▼▼▼

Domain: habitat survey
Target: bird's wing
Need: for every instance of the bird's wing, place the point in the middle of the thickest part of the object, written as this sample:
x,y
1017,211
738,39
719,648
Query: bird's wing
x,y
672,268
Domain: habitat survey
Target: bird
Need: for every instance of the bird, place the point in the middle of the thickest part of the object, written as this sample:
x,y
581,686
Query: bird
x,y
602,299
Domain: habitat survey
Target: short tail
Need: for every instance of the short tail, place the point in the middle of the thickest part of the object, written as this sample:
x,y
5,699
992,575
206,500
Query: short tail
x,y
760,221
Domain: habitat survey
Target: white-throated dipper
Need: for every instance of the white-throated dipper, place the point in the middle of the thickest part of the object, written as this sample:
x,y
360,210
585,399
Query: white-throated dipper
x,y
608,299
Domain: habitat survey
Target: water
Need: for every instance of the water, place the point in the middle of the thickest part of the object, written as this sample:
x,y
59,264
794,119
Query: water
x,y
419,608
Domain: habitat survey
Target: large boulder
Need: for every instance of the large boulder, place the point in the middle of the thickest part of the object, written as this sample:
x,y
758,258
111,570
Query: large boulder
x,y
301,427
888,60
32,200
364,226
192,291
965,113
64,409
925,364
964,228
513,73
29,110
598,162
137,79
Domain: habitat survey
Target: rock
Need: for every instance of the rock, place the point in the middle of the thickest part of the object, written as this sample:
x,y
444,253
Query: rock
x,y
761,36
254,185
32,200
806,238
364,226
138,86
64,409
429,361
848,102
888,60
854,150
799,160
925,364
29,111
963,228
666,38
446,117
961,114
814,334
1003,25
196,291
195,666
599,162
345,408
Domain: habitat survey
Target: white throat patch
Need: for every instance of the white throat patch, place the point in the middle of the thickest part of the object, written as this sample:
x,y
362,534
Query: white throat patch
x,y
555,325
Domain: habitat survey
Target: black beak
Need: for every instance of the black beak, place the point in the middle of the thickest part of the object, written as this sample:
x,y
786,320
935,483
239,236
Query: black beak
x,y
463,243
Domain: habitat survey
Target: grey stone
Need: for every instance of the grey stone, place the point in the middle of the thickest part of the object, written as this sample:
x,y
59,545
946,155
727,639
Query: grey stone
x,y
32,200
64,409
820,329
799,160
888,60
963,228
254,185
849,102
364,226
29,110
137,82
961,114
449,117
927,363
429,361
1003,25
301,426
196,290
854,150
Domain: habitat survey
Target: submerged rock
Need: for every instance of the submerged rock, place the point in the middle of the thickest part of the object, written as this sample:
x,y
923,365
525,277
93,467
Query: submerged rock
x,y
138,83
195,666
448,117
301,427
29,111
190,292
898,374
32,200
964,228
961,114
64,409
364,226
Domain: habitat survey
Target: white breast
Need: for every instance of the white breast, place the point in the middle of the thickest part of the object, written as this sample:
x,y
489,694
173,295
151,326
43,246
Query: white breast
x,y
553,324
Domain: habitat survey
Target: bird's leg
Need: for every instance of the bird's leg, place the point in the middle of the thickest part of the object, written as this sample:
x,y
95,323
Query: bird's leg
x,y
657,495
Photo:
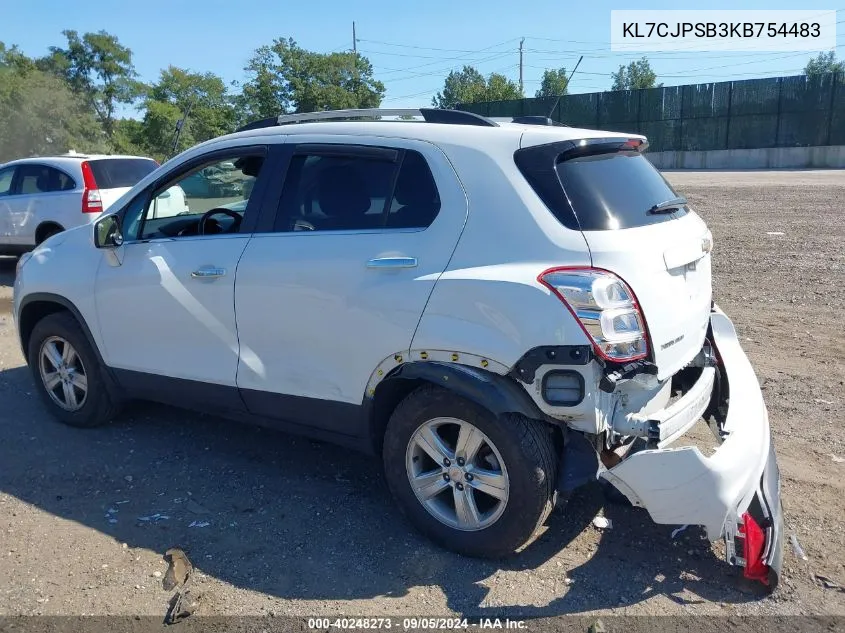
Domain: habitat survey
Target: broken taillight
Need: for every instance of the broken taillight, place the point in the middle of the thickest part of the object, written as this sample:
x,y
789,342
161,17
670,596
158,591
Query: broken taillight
x,y
605,307
753,546
92,201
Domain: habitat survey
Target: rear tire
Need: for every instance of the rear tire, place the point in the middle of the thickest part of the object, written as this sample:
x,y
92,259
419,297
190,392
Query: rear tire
x,y
67,373
514,459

▲▲▲

- WHAT THE TASK REQUIRES
Please hand back every entry above exactly, with no images in the copy.

- THE COMPLETED TASK
Domain: habitat survey
Target: bird's wing
Need: for every instance of the bird's wing, place the point in the middle of the thickest part of the object, written as this sample:
x,y
1017,211
738,39
719,648
Query: bird's wing
x,y
672,268
Domain: habitat survey
Target: bird
Need: for every instance of the bird, place the point in the middle of the thickest part of the object, written as this sample:
x,y
581,686
Query: bird
x,y
602,299
Domain: habitat survey
Target: short tail
Need: for every instance of the short tail, place the point in the middle of the thickest part of the object, written as this sample:
x,y
5,699
992,575
206,500
Query: short tail
x,y
760,221
Domain: habitat survey
Target: white-throated dipper
Need: for every instance of the white-throated dipper, place the point in the middle of the thickest part of the object, written as this sample:
x,y
360,210
585,399
Query: white-throated dipper
x,y
608,299
Domain: habitat survey
Target: water
Need: for every instance of the water, place the point in the middle of the thickest part of the object, written as this sample:
x,y
59,264
794,119
Query: water
x,y
419,608
Domain: habitat survey
Target: large boulder
Need: for every instance of the large boulder, place the point in the middle of the thickest part of the object, written as this sample:
x,y
758,258
111,570
Query: large boulder
x,y
301,427
888,60
32,200
364,226
192,291
965,113
64,409
925,364
964,228
513,73
29,110
598,162
137,79
Domain: habitat survey
Target: rock
Need: for every instance of the rock, place the point in the middle of the thickest part of the object, written as this sample:
x,y
444,253
Query: rock
x,y
761,36
254,185
32,200
806,238
364,226
138,86
64,409
429,361
848,102
888,60
854,150
799,160
925,364
29,111
963,228
666,38
446,117
961,114
814,334
1003,25
196,291
195,666
599,162
345,408
Domain: habitat survey
Target: white throat patch
Need: for every instance of the white throat patch, place the point in the middle of the thickest part of the object, written as this sample:
x,y
362,534
Query: white throat patch
x,y
555,325
Domain: habitat survey
Target: black beak
Need: for every instance of the black beak, place the point in the middle of the thickest part of the object, written as this sample:
x,y
786,320
935,483
239,236
Query: black beak
x,y
463,243
Domain: habitat survey
Target: grey stone
Need: for every instance of the grey stone, place the point in the middle of the thickest part of the object, written as this sample:
x,y
59,545
946,155
727,639
Query: grey stone
x,y
32,200
64,409
820,329
799,160
888,60
963,228
254,185
849,102
364,226
29,110
137,82
961,114
449,117
927,363
429,361
1003,25
301,426
196,290
854,150
Domain: habitat survey
Target: submerged rock
Need: for every instance of the submerged rock, place the point in the middle of the thickest part of the object, written as this sample:
x,y
923,365
525,277
93,467
Query: submerged rock
x,y
138,83
195,666
448,117
301,427
29,111
190,292
898,374
32,200
964,228
961,114
64,409
364,226
Domain: habitat survey
Target: white breast
Need: for every instance of the white breast, place the point in the middle of the thickest part of the object, written as this sample:
x,y
489,694
173,295
151,326
43,246
Query: white breast
x,y
553,324
Domain: habitat survey
Target: bird's leg
Need: for every instance of the bird's leg, place the point in the middle of the thickest part of the object, written as this sample:
x,y
95,323
Query: bird's leg
x,y
657,495
Photo:
Domain: habitat survey
Target: broken taillight
Need: for every instance of the broken taillight, place the point in the middle of the thickest part of the object, written as this sample:
x,y
789,342
161,17
670,596
158,591
Query: broken taillight
x,y
605,307
753,546
92,201
Domain: habitat survey
Target: rear tire
Need: for every instance of the rear tire, place the point in the middle of the thickest part of the object, written as this sample:
x,y
92,259
419,297
190,392
Query: rear tire
x,y
67,373
514,459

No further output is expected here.